Work to be completed:
Repeat every line of the material, character for character.

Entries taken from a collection
[start]
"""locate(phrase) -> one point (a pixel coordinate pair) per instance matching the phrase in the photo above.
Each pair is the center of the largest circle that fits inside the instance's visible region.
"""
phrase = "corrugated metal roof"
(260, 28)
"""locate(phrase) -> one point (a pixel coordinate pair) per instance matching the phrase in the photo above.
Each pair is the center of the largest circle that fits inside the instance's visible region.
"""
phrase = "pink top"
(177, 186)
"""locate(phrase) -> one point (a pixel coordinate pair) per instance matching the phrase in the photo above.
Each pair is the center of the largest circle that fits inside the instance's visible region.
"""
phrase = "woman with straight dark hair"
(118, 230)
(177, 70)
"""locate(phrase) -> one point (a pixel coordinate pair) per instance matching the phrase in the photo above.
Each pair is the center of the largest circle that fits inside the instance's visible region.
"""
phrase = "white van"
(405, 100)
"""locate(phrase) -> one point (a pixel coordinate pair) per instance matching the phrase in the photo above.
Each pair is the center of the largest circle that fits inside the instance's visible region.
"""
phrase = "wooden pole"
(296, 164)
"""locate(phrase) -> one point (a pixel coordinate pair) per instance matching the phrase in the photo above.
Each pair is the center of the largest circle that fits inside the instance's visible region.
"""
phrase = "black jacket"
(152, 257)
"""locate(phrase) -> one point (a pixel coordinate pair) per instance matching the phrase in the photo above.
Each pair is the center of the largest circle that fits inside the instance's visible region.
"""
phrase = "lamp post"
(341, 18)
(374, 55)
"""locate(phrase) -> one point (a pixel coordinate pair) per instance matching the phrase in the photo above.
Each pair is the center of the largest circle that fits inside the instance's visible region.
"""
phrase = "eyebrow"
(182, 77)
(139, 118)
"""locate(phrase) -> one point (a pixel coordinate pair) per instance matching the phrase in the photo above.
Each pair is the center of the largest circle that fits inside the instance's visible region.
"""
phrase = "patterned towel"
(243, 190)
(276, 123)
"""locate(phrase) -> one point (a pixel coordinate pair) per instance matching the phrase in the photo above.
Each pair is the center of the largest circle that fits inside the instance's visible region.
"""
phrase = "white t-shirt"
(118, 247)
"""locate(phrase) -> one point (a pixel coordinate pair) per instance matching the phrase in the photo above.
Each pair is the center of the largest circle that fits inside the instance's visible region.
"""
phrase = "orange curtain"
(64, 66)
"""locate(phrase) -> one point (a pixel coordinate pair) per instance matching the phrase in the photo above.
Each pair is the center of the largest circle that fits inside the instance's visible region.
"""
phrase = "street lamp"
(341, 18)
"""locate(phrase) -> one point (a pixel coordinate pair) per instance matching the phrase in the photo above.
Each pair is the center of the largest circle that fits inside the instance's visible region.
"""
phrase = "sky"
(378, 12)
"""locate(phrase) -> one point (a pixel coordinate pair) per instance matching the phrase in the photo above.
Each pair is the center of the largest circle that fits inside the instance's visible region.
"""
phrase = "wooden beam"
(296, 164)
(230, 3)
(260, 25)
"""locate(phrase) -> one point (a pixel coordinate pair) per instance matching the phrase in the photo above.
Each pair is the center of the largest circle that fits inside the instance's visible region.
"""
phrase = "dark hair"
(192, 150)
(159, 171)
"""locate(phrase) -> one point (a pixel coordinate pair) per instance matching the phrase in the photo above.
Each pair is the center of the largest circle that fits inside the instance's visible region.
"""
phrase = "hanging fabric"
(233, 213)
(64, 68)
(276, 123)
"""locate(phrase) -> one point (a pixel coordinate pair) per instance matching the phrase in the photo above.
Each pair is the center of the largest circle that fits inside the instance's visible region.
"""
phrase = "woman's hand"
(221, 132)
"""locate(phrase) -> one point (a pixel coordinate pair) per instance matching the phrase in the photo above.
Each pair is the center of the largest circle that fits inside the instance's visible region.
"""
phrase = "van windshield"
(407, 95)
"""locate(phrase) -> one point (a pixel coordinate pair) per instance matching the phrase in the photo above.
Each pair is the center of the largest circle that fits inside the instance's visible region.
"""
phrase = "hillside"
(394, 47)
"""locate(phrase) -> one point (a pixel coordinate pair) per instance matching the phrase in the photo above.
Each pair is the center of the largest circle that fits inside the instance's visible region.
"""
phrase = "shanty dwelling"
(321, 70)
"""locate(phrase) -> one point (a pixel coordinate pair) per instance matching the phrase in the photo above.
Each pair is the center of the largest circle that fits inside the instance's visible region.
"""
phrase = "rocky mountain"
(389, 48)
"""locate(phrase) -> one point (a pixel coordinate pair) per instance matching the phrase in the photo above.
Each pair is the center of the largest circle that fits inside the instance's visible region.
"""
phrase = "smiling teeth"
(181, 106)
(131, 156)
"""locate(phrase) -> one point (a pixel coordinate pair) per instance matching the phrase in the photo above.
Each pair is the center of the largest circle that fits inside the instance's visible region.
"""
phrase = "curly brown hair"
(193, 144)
[end]
Exercise solution:
"""locate(phrase) -> one point (a pixel coordinate pair) per instance matching the phrase in the photo above.
Each pair is the center of the largest circle that fits inside the instance's visible region.
"""
phrase = "corrugated metal roof"
(260, 28)
"""locate(phrase) -> one point (a pixel coordinate pair) per instance matching the phrase in the photo above.
Each pair is the center of the largest circle that fits inside the instance's visible region.
"""
phrase = "pink top"
(177, 186)
"""locate(phrase) -> one point (a pixel coordinate pair) per instance matching the phrase in the photo above.
Each pair is the center of the largest circle that fits inside the instance's visible region.
"""
phrase = "woman with straight dark hair"
(118, 230)
(177, 70)
"""locate(phrase) -> one point (a pixel coordinate pair) per instance matching the phrase in the photo above.
Each pair is the center of the largest circle that fits inside the instance's visible region.
"""
phrase = "white van"
(405, 100)
"""locate(phrase) -> one point (a pixel coordinate pair) per instance matching the phrase in the photo above.
Each pair is the center of the largest circle that fits inside the instance's visible region.
"""
phrase = "wooden pole"
(296, 164)
"""locate(phrase) -> one point (a pixel coordinate pair) per instance matching the phrase in the photo above.
Each pair is the center of the largest circle that fits inside the instance's visible region.
"""
phrase = "black jacket"
(152, 257)
"""locate(phrase) -> one point (a pixel coordinate pair) per instance matching the phrase in the photo above.
Each pair is the center of the largest circle that fits inside the instance's visible region.
"""
phrase = "lamp post"
(341, 18)
(374, 55)
"""locate(phrase) -> one point (a pixel coordinate pair) per instance matching the phrase in the photo above.
Each pair is the center of the largest circle that fits inside the instance's visible region.
"""
phrase = "eyebrow"
(182, 77)
(139, 118)
"""locate(phrase) -> one point (a pixel coordinate pair) per instance matching the phrase in the photo above.
Each pair is the center of the largest circle that fits inside the instance's visible region.
"""
phrase = "patterned towel"
(243, 190)
(276, 123)
"""locate(phrase) -> one point (a pixel coordinate pair) per instance matching the phrase in the photo above.
Each pair is the center of the largest circle that fits inside the instance's visible region.
"""
phrase = "white t-shirt"
(118, 247)
"""locate(phrase) -> one point (a pixel coordinate pair) per instance matching the phrase in the photo above.
Each pair is the center of the largest circle that fits inside the instance's visible region.
"""
phrase = "orange curtain"
(64, 66)
"""locate(phrase) -> one point (a pixel coordinate pair) per instance matching the phrase in the photo above.
Each pair is the center of the largest circle that fits inside the instance's visible region.
"""
phrase = "street lamp"
(341, 18)
"""locate(phrase) -> one point (a pixel coordinate pair) per instance matching the phrase in the photo above.
Each pair is the center of the largest circle that fits inside the instance's visible region.
"""
phrase = "sky"
(378, 12)
"""locate(phrase) -> one point (a pixel coordinate pair) per instance matching the phrase in the photo above.
Each pair is the center of the largest circle that fits inside the instance's visible region.
"""
phrase = "wooden beam"
(296, 164)
(230, 3)
(260, 25)
"""locate(phrase) -> one point (a pixel coordinate pair) per instance matching the phrase in the photo above.
Each pair is the center of the largest circle that fits inside the instance's visible region.
"""
phrase = "dark hair"
(192, 150)
(159, 171)
"""locate(phrase) -> one point (a pixel coordinate pair) per instance matching the phrase in the photo above.
Each pair is the center of the largest circle that fits inside the instance's visible region.
"""
phrase = "hanging fabric"
(233, 213)
(64, 68)
(276, 123)
"""locate(phrase) -> one point (a pixel coordinate pair) per instance matching the phrase in the photo above.
Each pair is the center of the largest circle that fits inside the instance's visible region.
"""
phrase = "woman's hand"
(221, 132)
"""locate(phrase) -> one point (a pixel coordinate pair) per instance matching the phrase in the photo above.
Each pair is the center of the largest circle that fits inside the instance's visible region.
"""
phrase = "van windshield"
(407, 95)
"""locate(phrase) -> one point (a pixel coordinate pair) per instance matching the phrase in the photo above.
Each pair is the center of the largest circle that fits inside the instance's visible region.
"""
phrase = "hillside"
(394, 47)
"""locate(phrase) -> one point (a pixel coordinate pair) per instance matching the phrase in the photo above.
Each pair is the center of the largest circle that fits inside the instance's visible region.
"""
phrase = "shanty dwelling"
(321, 70)
"""locate(phrase) -> one point (a pixel coordinate pair) per instance matching the phrase in the photo above.
Each pair is the center of the largest circle that fits inside the instance's visible region.
"""
phrase = "rocky mountain"
(389, 48)
"""locate(phrase) -> one point (a pixel coordinate pair) per instance matching the phrase in the photo above.
Each pair is the center of the largest circle that fits inside the instance's visible region.
"""
phrase = "smiling teeth"
(181, 106)
(131, 156)
"""locate(phrase) -> one point (a pixel coordinate pair) per instance matching the phrase in the photo above.
Each pair is the center of the largest circle that fits inside the instance's visible region.
"""
phrase = "curly brown hair"
(193, 144)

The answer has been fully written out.